:: PASSAGE ::
Radiology & nuclear medicine - Sharing an awkward waltz in Vienna

CT-PET is the child of a forced marriage between nuclear medicine and radiology. A shared session at ECR 2011 in Vienna did little to assure there is a growing consensus between the two partners.

The fusion of positron emission tomography (PET) with computed tomography (CT) has brought tremendous benefits to patients.
Last year, over 3.2 million CT-PET scans were performed worldwide, by combining functional images of blood perfusion in tumours and other diseased tissue from nuclear medicine with anatomical images from radiologists.
Yet, despite years of sharing this advanced technology and often working side-by-side, there remains a sharp division between these two specialised fields of medical imaging. ‘Those people in nuclear medicine have really ugly images, just ink spots,’ complained one radiologist.

Meanwhile experts in nuclear medicine complain that CT exams offer little more than additional information of anatomical structures to more critical data provided by nuclear agents.
At the European Congress of Radiology (ECR), for the second year in a row, the European Society of Radiology (ESR) and the European Association of Nuclear Medicine (EANM) organised a joint session to bridge the gap between their two specialties. This was a success for reviewing the achievements in both areas, but only a modest step toward reconciling the two fields, in that no collaborative project was presented.
Instead, the societies took turns putting forward their champions in an alternating and slightly artificial fashion for studies in tumour response.

Martin O’Connell MD, from Mater Misericordiae University Hospital in Dublin, Ireland, was put forward as the expert radiologist. In tracing the effectiveness of therapies for tumour response, ‘nuclear medicine leads the way here, no question,’ he said.
After reporting the effectiveness of CT-PET for determining, after just two treatment cycles, or three weeks, whether patients respond to the therapy, Dr O’Connell devoted the remainder of his presentation to a review of alternatives.
CT scans unaided by contrast agents is well established as the gold standard for Response Evaluation Criteria In Solid Tumours (RECIST), he reminded colleagues.

Tracers in the blood showing accumulations are not always reliable indicators of the disease state, he said, and there is a danger for some patients of overdoses from radioactive probes used in perfusion studies.

:: YOUR TASKS ::
1. According to the article on the ECR 2011 joint session, how many CT-PET scans were performed worldwide last year?
2. Pick up the article about the radiology and nuclear medicine session at ECR 2011 after its final sentence and carry it forward.

Stored records

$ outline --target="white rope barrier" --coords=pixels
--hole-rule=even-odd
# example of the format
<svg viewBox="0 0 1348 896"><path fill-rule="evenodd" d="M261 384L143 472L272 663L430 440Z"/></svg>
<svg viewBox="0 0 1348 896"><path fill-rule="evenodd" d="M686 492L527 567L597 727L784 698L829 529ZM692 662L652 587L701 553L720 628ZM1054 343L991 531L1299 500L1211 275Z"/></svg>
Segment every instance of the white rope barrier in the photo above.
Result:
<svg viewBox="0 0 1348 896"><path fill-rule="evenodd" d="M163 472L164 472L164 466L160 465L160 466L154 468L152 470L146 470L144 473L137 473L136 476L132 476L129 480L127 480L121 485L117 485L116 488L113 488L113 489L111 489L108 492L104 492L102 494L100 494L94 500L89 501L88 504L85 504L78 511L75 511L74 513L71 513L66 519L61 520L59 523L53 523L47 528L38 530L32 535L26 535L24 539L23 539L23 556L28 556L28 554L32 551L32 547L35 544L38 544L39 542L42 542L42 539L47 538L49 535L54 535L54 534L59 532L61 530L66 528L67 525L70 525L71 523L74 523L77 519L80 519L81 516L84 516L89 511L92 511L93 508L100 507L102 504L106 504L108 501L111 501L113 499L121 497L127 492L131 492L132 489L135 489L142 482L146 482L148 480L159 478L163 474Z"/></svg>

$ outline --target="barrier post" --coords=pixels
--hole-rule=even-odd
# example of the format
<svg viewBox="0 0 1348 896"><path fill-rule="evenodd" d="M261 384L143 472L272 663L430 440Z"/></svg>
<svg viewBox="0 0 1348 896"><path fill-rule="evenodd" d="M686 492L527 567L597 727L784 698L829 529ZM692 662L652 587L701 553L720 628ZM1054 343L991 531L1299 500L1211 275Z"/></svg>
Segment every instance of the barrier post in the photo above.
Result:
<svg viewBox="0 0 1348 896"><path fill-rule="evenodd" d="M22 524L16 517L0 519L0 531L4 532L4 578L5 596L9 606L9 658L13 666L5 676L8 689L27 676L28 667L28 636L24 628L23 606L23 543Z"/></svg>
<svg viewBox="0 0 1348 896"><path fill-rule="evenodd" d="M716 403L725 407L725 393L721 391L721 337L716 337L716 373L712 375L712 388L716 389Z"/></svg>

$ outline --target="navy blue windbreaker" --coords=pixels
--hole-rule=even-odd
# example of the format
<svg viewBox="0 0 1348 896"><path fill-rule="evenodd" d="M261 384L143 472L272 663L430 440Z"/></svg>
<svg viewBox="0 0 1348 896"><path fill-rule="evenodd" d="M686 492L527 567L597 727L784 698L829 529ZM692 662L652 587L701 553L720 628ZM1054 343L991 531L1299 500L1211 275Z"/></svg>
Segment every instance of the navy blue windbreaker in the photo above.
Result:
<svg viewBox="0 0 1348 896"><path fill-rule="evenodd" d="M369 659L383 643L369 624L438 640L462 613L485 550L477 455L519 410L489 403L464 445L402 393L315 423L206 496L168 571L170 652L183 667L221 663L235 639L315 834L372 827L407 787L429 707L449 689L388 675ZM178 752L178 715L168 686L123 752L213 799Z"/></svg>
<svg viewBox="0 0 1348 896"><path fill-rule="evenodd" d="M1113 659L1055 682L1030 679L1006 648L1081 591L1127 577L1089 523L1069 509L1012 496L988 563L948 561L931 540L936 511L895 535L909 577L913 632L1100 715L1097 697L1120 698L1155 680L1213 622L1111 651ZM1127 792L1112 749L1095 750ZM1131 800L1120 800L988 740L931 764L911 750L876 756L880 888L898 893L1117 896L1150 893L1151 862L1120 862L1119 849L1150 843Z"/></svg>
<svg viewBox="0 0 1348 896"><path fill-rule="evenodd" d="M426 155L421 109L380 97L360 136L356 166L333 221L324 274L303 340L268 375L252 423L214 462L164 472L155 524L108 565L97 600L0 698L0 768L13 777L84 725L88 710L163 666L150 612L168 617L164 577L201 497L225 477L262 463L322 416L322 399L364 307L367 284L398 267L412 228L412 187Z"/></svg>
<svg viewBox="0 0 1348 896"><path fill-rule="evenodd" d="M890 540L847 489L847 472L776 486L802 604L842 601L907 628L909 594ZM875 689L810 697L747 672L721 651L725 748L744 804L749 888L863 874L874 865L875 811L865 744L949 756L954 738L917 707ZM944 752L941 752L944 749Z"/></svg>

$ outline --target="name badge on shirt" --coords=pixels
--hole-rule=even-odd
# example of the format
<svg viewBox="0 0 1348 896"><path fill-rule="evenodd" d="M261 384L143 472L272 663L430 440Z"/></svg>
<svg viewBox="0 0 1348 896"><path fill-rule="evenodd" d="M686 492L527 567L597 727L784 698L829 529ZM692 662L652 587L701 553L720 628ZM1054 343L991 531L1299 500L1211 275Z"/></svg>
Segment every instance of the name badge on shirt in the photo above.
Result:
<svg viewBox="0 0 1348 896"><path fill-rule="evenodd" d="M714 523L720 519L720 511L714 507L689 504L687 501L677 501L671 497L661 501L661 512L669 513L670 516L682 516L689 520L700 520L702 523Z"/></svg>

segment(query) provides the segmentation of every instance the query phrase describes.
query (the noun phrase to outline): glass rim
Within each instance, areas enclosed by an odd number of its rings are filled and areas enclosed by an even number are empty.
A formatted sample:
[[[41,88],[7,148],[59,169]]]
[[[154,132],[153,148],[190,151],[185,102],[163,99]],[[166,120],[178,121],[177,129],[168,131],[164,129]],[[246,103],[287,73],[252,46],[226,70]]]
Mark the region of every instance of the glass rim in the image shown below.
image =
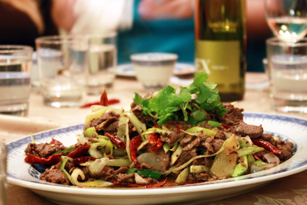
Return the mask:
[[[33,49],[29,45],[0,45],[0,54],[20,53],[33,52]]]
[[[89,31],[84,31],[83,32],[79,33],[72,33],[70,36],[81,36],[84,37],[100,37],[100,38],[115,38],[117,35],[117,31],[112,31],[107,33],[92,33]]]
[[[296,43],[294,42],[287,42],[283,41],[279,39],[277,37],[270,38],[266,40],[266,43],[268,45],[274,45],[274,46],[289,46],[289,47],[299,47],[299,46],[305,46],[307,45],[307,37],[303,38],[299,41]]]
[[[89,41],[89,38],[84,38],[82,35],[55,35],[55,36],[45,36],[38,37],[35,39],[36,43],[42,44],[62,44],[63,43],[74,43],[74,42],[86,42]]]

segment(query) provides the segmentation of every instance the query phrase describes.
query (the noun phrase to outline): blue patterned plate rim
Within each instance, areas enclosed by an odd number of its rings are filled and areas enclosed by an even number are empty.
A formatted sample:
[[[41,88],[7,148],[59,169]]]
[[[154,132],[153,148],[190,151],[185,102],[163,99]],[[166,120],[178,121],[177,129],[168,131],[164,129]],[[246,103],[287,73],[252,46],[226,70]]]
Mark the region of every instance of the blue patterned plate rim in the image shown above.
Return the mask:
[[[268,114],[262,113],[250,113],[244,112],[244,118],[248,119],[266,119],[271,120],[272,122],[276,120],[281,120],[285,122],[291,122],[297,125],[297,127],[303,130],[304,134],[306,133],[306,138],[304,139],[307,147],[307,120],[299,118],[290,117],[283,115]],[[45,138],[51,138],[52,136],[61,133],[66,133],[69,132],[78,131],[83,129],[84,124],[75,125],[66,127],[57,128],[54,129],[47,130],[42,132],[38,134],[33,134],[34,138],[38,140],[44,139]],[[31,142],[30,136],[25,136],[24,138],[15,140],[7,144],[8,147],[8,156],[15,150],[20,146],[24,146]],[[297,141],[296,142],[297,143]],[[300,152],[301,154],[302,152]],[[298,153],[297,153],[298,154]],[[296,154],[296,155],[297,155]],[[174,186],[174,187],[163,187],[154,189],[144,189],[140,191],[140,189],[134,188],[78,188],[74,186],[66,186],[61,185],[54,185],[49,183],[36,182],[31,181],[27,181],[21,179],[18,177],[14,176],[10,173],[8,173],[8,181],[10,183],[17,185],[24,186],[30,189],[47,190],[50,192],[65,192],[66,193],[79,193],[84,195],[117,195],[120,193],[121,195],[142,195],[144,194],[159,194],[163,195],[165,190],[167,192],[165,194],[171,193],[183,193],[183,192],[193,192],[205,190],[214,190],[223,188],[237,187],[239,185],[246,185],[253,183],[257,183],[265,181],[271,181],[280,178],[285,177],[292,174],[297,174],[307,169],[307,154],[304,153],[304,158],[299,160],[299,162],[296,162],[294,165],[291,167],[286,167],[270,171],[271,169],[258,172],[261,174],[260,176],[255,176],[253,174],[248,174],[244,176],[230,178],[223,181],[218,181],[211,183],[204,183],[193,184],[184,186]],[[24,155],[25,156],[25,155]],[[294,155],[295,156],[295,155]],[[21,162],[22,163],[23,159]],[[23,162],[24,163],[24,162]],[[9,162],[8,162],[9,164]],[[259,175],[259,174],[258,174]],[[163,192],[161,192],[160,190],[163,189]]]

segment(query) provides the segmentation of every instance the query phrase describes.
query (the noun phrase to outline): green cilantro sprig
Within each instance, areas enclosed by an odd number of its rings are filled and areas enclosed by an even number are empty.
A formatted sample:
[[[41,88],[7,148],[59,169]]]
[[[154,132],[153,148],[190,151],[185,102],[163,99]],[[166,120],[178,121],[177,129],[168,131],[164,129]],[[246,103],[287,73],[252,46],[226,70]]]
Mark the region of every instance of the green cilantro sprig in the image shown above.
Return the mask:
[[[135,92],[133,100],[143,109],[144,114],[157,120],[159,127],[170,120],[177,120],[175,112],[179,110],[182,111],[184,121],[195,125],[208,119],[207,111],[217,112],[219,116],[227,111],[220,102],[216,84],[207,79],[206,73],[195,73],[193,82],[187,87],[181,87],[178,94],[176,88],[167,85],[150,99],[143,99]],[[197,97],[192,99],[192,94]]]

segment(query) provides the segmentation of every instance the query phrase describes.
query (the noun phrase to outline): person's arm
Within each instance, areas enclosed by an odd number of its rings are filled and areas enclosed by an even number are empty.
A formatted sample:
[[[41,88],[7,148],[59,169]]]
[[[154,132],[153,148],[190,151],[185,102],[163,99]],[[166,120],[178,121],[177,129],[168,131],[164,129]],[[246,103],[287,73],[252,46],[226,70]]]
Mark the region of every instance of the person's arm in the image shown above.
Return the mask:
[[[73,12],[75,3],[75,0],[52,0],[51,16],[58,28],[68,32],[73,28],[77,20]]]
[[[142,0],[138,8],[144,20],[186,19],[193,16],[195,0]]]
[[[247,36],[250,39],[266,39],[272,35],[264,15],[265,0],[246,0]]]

:: ANSWER SET ::
1. Over 3.2 million CT-PET scans were performed worldwide.

2.
Diffusion weighted MRI studies, especially for whole body scans, can often outperform PET studies, he suggested, before concluding with a pointed comment suggesting that multi-disciplinary meetings are essential, urging his nuclear medicine colleagues with: ‘You really need to attend the meeting.’

Autoro Chiti MD, with the Nuclear Medicine Unit at Humanitas Clinical Institute in Milan, gave a nod to his radiology colleagues by acknowledging that oncologists have come to trust CT exams for their reliable quantification of tumours. He then reminded the audience that RECIST standards were established in a paper from 1976, where hand measurements were used. ‘Today, of course, we have sophisticated tools for measuring, but this is the heritage,’ he said, adding that there remain serious limitations for RECIST in relying upon morphological measures provided by CT. ‘Tumours take time to shrink, and an early measure showing no reduction risk leads to the wrong conclusion as to whether a patient is a responder or a non-responder to treatment,’ he said.
CT-PET is really about the measure of the activity inside the tumour, the glucose uptake of the target lesion, which is shown by the injected nuclear agent.

CT is useful to show changes in tumour size at the end of treatment, or after six months, he said, where it is chemo-sensitivity that enables the early prediction of effectiveness of treatment. ‘This gives a completely different measure with the expression of activity,’ he pointed out.
As an example, Dr Chiti showed a tumour assessment after a two-cycle of chemotherapy, where the lack of change in the internal activity encouraged a change in treatment. Two further treatment cycles with the new formulation showed significant reduction of tumour activity, which, he said, ‘is a predictor of the effectiveness of the changed treatment.’ And yet, he added, ‘the size of this targeted lesion as shown by CT did not change.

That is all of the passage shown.